[Coordinate annotation entries]
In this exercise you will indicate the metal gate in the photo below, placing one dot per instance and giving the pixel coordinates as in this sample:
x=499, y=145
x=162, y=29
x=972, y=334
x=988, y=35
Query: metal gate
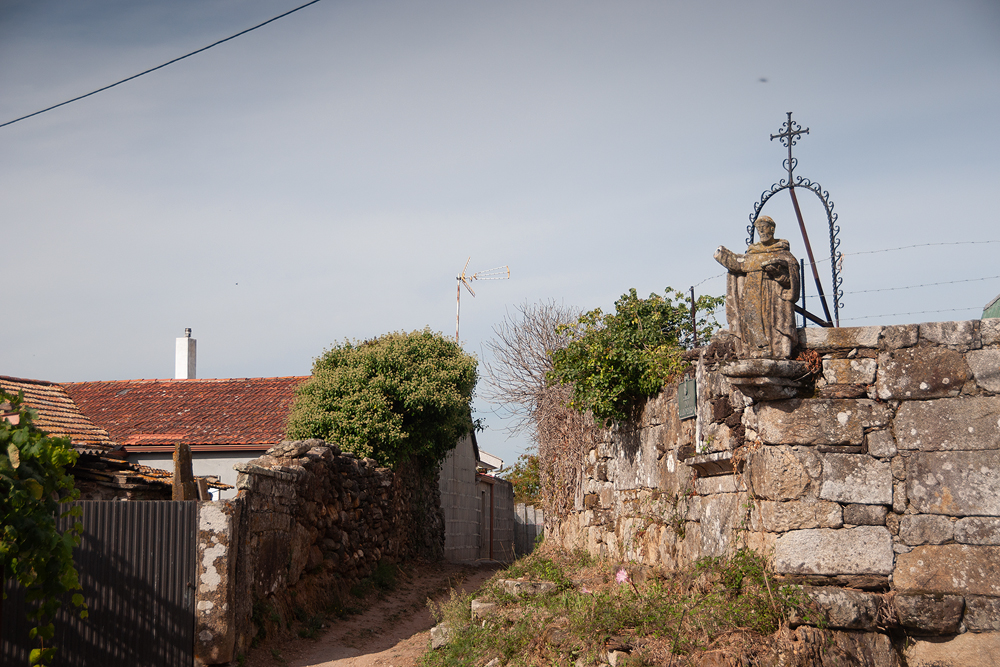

*DIRECTIONS FOR THIS TASK*:
Make a word-for-word copy of the entries, without any pictures.

*THE OUTPUT*:
In this exercise you will indicate the metal gate in the photo below, placing one dot per instance and giving the pixel coordinates as in this sample:
x=499, y=145
x=162, y=29
x=972, y=334
x=988, y=35
Query: metal gate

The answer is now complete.